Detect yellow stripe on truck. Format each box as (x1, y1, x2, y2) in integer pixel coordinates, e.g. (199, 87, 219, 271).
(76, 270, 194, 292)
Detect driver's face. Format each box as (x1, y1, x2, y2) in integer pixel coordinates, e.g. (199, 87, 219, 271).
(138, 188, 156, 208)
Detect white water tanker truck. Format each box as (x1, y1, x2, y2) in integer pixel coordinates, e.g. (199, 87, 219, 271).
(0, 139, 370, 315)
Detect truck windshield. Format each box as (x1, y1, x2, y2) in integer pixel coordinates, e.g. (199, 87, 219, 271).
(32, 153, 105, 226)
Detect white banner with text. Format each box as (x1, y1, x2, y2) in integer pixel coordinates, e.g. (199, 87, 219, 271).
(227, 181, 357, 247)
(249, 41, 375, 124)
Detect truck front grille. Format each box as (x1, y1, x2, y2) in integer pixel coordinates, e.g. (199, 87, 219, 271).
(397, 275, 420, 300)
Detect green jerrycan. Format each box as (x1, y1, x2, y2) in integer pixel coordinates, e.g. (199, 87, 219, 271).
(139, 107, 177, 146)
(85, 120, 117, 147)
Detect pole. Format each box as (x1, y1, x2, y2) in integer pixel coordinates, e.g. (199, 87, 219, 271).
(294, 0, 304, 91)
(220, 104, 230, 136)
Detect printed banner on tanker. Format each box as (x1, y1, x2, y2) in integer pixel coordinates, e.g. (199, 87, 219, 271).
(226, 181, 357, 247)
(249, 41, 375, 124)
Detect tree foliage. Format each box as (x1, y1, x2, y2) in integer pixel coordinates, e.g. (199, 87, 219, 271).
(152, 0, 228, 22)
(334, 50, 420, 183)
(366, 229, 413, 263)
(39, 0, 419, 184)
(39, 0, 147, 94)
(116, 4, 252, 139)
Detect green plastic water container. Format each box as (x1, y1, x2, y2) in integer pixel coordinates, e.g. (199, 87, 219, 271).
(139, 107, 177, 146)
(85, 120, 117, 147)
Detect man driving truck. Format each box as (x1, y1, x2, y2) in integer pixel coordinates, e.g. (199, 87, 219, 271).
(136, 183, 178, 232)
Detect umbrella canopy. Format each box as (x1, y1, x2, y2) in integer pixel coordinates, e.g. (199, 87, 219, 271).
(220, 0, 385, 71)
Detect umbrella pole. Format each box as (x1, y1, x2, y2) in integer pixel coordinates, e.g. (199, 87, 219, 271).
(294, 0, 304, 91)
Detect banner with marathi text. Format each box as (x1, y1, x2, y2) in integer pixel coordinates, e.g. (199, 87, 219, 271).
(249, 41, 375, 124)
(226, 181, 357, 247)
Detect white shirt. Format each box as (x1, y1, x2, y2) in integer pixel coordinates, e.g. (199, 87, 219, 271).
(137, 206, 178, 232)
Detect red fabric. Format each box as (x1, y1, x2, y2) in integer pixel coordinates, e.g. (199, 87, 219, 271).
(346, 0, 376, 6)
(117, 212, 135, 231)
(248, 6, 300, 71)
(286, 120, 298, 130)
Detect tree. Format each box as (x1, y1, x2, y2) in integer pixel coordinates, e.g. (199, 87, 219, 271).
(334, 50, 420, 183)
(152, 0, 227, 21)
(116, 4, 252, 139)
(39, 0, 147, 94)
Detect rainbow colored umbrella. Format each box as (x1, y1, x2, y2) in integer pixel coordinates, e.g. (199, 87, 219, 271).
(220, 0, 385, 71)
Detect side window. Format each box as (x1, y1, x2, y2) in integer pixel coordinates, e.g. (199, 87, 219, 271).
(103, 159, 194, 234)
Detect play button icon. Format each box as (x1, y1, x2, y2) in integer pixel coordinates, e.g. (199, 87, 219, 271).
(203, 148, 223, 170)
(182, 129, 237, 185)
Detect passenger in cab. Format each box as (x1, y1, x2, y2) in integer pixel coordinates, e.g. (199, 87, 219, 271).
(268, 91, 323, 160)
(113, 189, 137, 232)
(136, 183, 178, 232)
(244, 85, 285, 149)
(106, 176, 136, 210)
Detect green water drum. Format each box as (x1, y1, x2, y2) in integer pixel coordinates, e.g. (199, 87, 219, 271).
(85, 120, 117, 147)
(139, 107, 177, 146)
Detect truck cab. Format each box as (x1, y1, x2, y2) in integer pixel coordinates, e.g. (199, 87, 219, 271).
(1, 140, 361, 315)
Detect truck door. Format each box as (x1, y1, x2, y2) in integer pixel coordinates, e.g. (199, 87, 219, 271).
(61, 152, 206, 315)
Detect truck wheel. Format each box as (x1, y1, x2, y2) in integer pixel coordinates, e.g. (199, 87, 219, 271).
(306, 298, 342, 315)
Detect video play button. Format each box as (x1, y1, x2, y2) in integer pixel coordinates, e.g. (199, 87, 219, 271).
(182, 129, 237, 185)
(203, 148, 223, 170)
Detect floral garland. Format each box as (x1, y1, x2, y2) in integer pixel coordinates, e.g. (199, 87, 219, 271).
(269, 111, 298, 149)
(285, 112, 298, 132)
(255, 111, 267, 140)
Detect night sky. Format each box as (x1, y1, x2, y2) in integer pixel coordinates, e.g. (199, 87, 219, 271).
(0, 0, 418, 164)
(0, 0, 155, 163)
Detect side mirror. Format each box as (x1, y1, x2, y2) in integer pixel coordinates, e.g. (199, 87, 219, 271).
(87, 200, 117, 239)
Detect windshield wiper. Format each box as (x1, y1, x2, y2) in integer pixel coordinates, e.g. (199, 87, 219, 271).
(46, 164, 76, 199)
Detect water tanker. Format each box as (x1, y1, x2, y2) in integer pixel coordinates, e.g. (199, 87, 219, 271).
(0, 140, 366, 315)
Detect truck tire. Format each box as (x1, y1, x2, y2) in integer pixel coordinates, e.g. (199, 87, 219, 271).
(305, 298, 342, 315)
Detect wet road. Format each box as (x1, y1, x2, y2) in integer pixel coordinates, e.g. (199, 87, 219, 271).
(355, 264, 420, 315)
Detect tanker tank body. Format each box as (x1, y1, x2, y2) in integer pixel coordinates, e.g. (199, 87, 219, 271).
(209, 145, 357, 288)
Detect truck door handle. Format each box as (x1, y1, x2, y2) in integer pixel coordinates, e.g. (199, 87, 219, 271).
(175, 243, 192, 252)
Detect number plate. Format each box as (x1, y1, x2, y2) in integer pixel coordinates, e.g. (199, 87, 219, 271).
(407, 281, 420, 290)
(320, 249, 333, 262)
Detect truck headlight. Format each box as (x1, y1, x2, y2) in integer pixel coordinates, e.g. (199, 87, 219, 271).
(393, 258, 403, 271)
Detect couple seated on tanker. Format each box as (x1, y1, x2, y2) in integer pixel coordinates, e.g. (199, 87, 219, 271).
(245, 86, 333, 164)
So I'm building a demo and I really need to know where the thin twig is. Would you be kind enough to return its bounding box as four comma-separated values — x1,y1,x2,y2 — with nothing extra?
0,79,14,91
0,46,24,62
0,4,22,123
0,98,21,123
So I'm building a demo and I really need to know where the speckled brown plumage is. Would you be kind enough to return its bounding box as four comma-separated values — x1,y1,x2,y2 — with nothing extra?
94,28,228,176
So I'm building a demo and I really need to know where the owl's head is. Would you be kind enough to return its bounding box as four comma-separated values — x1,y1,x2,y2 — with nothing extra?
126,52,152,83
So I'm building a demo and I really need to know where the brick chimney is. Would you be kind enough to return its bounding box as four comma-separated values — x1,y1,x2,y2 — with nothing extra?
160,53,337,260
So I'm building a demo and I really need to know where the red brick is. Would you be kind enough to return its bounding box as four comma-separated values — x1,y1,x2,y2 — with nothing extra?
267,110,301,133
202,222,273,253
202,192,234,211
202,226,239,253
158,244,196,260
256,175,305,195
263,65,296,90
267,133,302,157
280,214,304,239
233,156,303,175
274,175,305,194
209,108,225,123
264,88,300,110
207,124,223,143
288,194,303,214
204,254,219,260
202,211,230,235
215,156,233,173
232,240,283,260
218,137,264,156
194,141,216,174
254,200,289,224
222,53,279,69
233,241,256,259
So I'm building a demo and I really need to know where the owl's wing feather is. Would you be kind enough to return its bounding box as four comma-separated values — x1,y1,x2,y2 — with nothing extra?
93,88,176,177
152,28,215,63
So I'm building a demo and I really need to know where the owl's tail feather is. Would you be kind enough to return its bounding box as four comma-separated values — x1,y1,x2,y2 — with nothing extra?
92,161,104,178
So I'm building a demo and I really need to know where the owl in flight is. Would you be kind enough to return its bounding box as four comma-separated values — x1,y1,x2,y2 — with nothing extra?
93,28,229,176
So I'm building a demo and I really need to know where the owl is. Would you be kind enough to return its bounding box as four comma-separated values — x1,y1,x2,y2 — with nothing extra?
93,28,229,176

========================

- Activity:
Print exactly, and only, the lines of the material above that run from the one containing "owl in flight" through its last line.

- Response to this exercise:
So I'm building a demo and I really need to know where the owl in flight is. Would you be kind enough to return its bounding box as four comma-separated values — x1,y1,x2,y2 — with nothing extra?
93,28,229,176
So I'm building a demo and I really need to know where the owl is. Would you be kind enough to return its bounding box as four comma-separated values — x1,y1,x2,y2 — with nothing extra?
93,28,229,176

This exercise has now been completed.